### TASK BRIEF
Look below for the line containing "Query: door frame" and the line containing "drawn like (158,35)."; repeat exactly those two lines and all lines between them, and nothing else.
──────── MATERIAL PROVIDED
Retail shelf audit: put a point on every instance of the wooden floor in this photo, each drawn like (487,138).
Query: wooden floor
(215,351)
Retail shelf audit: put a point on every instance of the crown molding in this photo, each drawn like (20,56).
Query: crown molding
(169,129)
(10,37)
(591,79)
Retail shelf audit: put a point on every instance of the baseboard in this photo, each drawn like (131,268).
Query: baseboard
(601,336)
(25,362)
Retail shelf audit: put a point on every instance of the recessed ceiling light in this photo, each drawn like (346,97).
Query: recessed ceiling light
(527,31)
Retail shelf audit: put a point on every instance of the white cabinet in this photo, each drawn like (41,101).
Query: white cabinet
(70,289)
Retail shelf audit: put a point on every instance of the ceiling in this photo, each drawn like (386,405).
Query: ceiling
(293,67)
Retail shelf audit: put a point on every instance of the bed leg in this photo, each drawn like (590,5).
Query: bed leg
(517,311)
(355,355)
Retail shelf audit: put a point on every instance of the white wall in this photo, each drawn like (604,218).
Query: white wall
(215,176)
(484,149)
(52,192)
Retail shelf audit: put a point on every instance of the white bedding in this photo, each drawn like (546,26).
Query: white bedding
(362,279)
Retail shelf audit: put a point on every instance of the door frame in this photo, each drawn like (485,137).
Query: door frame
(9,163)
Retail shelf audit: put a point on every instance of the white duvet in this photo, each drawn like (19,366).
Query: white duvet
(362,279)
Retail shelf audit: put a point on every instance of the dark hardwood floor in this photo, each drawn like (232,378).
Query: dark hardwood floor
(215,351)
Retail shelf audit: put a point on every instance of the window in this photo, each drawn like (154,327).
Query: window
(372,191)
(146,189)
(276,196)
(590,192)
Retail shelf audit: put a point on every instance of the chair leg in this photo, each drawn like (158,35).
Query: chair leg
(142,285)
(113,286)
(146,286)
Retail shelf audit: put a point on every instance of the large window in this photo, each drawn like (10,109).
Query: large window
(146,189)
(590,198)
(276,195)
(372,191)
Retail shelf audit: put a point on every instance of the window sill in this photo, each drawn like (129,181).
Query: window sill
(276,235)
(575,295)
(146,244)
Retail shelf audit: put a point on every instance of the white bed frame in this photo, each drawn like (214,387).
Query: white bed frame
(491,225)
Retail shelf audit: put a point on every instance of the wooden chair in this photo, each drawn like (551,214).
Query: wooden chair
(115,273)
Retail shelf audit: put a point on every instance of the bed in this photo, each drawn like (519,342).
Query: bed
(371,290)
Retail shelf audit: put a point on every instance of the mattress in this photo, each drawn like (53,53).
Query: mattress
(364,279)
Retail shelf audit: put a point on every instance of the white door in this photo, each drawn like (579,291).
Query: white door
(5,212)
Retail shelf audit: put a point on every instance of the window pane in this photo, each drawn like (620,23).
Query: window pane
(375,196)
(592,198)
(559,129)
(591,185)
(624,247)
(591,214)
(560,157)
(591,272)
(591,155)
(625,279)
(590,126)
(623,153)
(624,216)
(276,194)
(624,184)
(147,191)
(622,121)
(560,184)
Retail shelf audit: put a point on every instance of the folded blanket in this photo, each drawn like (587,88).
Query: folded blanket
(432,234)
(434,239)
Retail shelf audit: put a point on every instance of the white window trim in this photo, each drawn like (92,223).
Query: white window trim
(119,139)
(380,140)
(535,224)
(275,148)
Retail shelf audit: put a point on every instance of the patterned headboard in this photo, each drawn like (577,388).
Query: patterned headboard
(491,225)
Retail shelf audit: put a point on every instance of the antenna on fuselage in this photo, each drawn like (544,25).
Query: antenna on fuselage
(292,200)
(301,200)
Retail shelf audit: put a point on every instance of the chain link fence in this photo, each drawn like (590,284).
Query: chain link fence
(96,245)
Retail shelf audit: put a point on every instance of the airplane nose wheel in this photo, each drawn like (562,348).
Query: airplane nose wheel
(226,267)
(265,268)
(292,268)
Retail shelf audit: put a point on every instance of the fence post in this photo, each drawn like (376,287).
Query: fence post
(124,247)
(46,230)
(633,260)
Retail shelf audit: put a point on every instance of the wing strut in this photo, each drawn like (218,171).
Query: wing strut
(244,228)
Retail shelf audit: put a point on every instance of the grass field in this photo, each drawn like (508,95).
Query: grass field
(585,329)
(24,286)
────────────────
### YOUR SOLUTION
Query: door frame
(9,163)
Retail shelf audit: put a point on every instance of the white duvet in this photo, each drawn like (19,366).
Query: white duvet
(362,279)
Retail shelf audit: put a point on every instance of the dark hardwood floor in this photo, each drawn like (232,378).
Query: dark hardwood floor
(215,351)
Retail shelf audit: put a point on every instance of the window in this photo, each drawn like (154,327).
Query: window
(372,191)
(146,189)
(276,196)
(590,192)
Retail shelf audit: put a point on every instance of the chair leg in this photo, each drawn like (158,35).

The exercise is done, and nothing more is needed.